TASK DIRECTIONS: Each entry below should be printed exactly, with every image left out.

BEGIN DATA FOR THE TASK

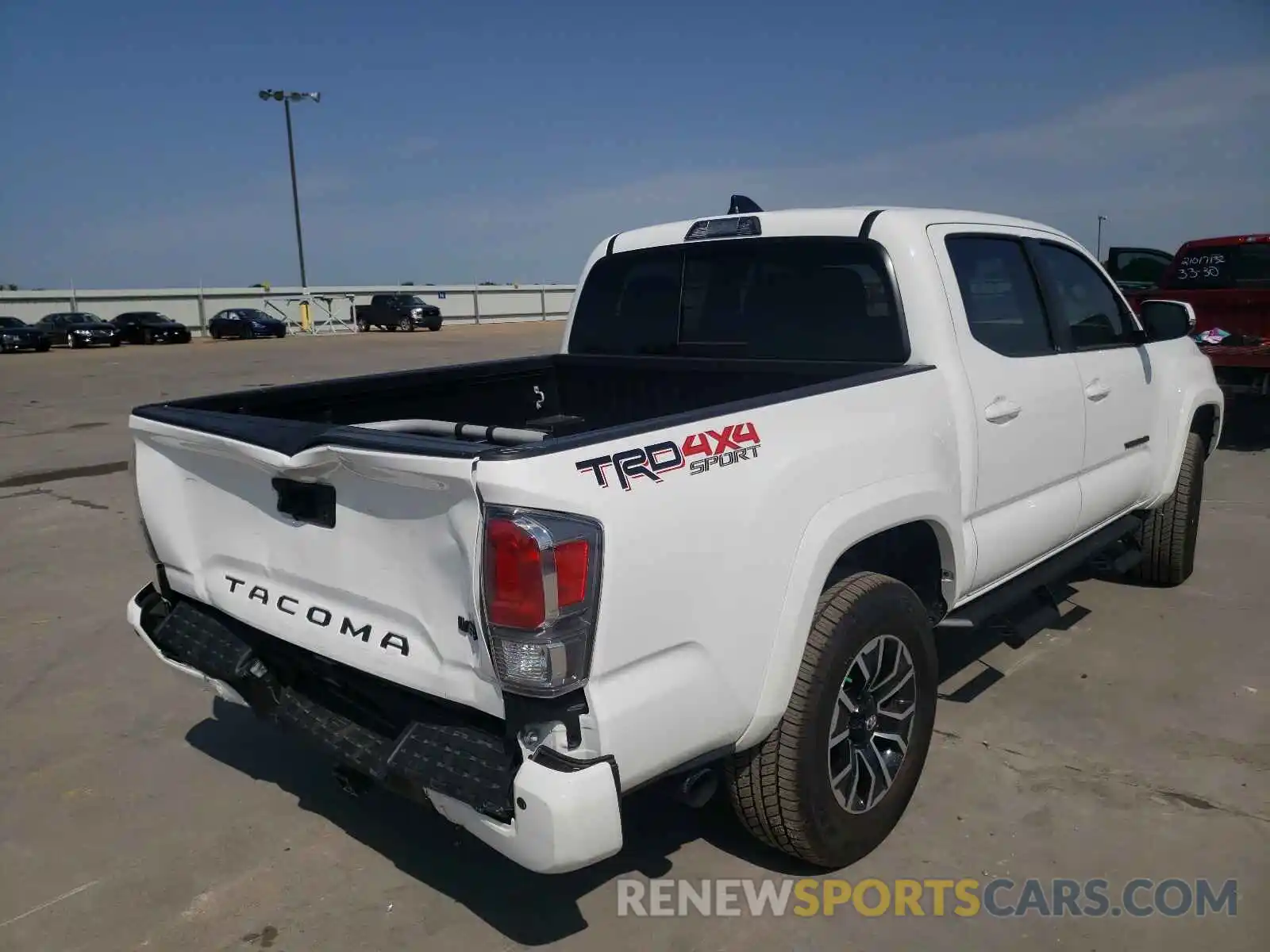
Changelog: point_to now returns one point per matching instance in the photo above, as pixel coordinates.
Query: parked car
(150, 328)
(16, 334)
(1137, 268)
(705, 543)
(1227, 283)
(398, 313)
(79, 329)
(245, 323)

END DATA FOR THE TASK

RESULT OF THIS TASK:
Changelog: point_to now returns one point per matching instance in the photo above, as pixel coordinates.
Query: parked car
(150, 328)
(16, 334)
(1137, 268)
(705, 543)
(1227, 283)
(398, 313)
(79, 329)
(245, 323)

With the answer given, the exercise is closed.